EXERCISE AIM => Pull out every line of the records below that contains the word "pants", and copy each one in full.

SUPPLIED MATERIAL =>
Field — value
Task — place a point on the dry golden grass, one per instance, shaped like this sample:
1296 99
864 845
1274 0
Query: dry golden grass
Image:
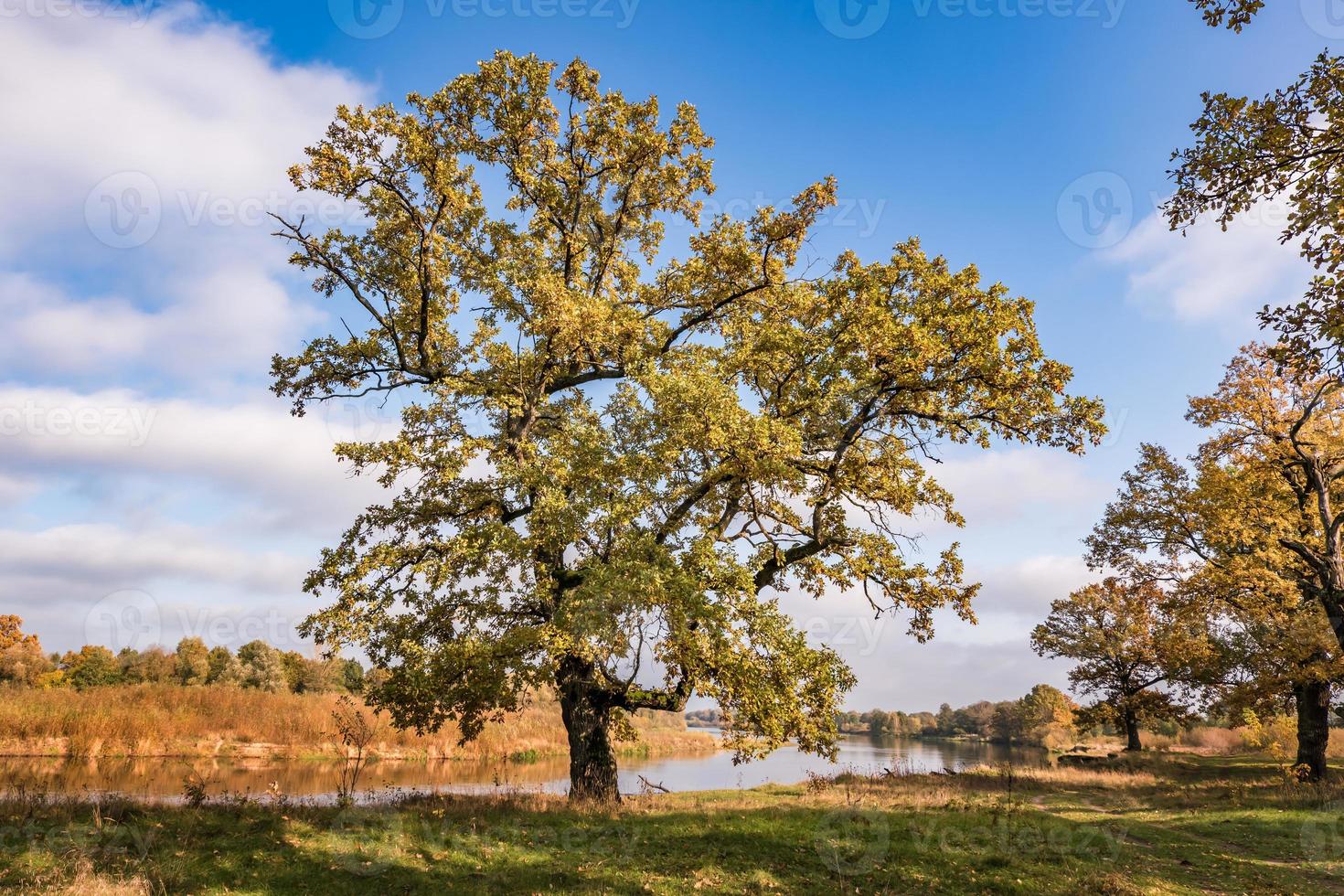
165 720
82 880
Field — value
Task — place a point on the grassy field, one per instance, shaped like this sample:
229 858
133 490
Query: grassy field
1166 825
165 720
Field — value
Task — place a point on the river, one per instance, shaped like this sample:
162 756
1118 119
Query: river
309 779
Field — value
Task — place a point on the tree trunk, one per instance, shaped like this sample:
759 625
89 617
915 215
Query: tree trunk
1132 741
1313 729
588 719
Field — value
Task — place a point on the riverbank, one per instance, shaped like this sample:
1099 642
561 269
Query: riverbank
1160 825
234 723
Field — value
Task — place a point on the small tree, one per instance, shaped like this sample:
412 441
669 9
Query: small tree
262 667
22 660
192 661
91 667
1126 644
1255 528
606 468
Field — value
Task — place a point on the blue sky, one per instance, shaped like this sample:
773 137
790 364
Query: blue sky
151 486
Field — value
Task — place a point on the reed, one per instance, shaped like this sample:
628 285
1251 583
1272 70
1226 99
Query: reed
168 720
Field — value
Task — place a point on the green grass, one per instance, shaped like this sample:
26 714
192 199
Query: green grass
1166 825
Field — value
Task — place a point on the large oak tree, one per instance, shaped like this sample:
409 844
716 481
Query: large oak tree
1285 145
1254 528
609 463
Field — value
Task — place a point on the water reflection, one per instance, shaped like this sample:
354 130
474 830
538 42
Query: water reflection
163 778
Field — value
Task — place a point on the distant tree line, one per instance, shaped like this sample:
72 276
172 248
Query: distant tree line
1043 718
192 664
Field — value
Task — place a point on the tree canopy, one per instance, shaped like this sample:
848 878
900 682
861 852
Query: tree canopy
1126 640
609 461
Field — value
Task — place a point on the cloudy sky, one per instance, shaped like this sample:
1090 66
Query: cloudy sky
149 484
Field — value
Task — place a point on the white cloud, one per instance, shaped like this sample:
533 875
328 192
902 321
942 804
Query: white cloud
1210 275
283 465
1011 484
179 128
119 558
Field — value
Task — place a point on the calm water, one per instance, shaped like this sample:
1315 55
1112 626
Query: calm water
163 778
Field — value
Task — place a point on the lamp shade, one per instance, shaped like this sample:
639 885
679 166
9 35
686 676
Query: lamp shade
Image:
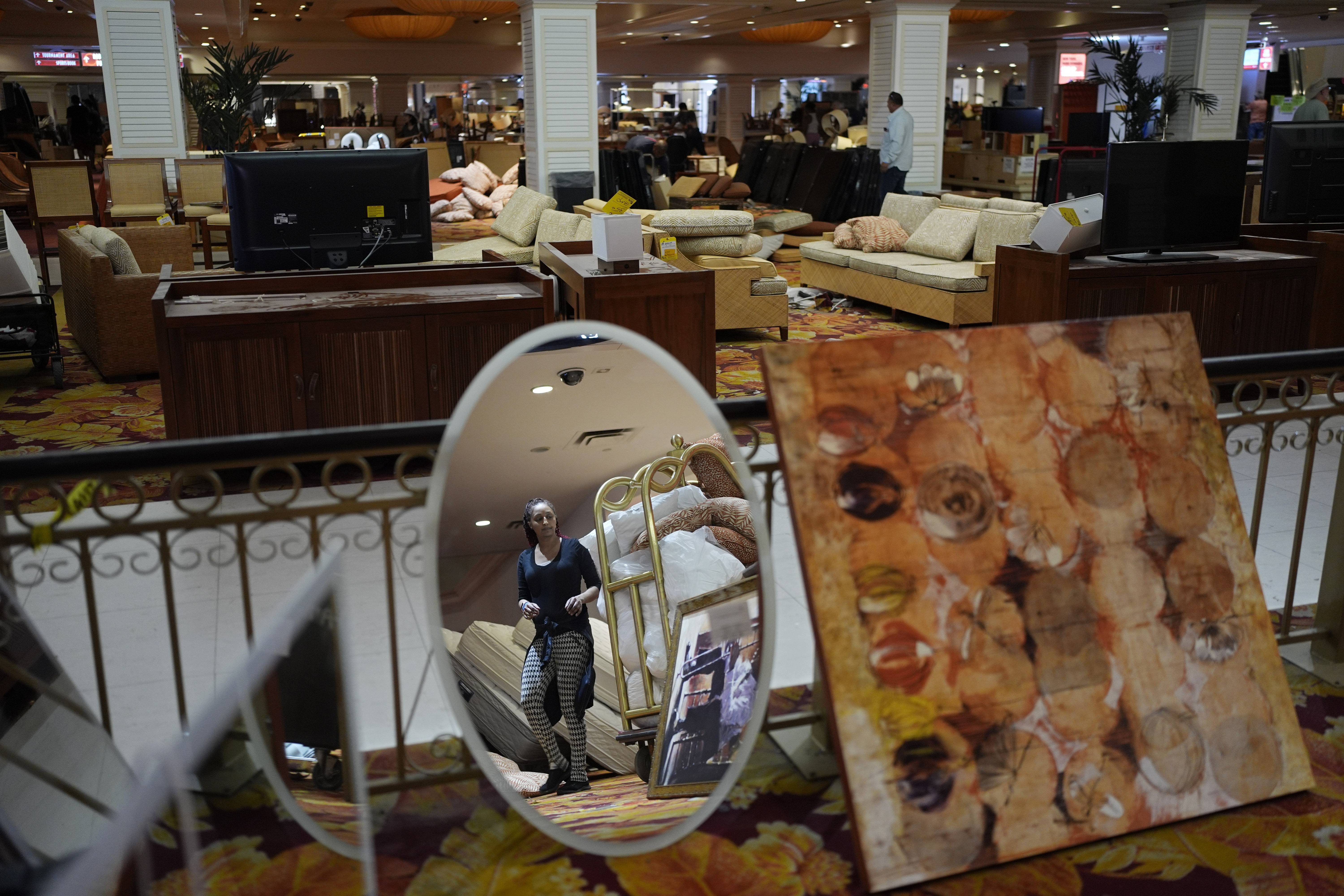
390 23
978 15
798 33
459 7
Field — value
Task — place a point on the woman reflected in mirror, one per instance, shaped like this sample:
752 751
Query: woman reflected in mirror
557 579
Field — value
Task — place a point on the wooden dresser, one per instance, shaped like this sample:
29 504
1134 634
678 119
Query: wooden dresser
335 349
1256 299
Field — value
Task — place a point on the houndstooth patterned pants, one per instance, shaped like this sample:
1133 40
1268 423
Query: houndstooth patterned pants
569 660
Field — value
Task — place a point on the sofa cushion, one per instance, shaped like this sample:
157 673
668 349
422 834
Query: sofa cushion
908 211
518 222
959 277
999 228
704 222
764 268
784 221
892 264
560 228
1001 203
964 202
472 249
771 287
947 233
728 246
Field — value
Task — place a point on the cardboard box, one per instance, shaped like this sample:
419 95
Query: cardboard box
1058 234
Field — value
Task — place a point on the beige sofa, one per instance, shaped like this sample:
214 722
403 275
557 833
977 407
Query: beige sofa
952 281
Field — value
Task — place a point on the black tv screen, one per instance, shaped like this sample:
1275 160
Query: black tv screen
1174 195
1304 172
329 209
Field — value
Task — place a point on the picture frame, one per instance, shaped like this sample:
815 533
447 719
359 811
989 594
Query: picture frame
728 622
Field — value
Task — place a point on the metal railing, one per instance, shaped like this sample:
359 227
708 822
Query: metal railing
162 511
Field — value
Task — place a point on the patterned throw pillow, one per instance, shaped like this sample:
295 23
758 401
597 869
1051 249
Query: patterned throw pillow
845 237
878 234
716 481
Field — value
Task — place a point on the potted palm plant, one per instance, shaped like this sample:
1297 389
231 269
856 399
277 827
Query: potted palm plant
222 99
1146 100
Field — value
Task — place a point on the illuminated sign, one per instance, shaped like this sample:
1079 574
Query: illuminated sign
1073 66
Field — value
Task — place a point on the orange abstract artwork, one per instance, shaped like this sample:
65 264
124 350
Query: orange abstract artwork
1036 601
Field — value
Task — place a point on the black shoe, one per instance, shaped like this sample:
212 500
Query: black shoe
554 780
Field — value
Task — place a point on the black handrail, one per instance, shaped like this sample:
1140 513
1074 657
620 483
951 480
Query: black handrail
357 440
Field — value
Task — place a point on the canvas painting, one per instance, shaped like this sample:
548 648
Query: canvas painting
1034 596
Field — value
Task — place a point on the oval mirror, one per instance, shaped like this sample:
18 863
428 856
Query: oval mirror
615 726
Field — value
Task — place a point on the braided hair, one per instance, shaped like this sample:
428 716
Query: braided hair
528 519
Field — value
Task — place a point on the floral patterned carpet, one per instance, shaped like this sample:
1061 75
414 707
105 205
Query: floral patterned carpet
778 835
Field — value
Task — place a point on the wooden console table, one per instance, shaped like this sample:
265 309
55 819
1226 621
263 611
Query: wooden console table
671 307
1256 299
335 349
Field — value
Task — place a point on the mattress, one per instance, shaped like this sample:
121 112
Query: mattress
490 652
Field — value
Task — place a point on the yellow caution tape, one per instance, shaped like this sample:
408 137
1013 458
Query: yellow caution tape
77 500
619 205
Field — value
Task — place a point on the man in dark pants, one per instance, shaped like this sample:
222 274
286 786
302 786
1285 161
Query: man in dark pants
897 146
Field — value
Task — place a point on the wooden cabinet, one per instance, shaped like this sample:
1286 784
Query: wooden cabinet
1256 299
335 349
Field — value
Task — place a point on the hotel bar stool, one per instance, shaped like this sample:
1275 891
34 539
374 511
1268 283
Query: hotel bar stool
138 189
62 194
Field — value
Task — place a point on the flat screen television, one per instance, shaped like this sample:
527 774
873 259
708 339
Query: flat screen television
1015 120
1304 172
329 209
1163 198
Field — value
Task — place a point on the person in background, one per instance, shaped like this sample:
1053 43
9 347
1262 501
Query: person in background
1260 111
1318 103
898 150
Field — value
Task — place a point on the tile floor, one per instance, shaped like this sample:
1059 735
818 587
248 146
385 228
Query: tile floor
135 627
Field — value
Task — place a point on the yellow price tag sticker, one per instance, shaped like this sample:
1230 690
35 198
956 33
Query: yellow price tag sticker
619 205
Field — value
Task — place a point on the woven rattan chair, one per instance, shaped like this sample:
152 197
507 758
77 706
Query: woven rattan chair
138 189
62 193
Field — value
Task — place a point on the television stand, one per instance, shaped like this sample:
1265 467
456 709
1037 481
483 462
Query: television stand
1157 257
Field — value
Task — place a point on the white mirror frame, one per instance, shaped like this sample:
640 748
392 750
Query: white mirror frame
462 414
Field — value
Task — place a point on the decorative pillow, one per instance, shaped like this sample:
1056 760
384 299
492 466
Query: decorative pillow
908 211
964 202
716 481
702 222
999 228
728 246
784 222
947 233
1001 203
878 234
118 252
845 237
519 218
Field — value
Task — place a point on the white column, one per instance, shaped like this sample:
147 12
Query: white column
560 84
908 53
734 101
140 77
1205 46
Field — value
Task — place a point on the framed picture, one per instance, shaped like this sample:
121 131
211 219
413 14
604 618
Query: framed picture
710 690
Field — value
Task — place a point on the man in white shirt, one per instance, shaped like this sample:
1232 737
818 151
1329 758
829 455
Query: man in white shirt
898 150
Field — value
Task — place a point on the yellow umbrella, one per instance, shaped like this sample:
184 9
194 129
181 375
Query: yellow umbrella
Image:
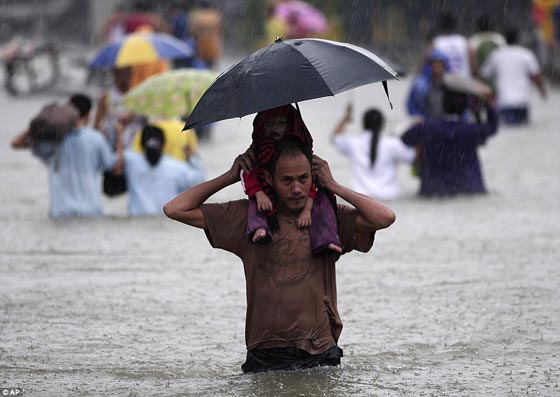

TASK OUTPUT =>
Task — place a point on the houndstooth patterned pants, one per instance, shaped like this sample:
Query: houndstooth patterned pants
Task — place a point on the man in dark pants, one per instance, shaped like this sample:
Query: man in dark pants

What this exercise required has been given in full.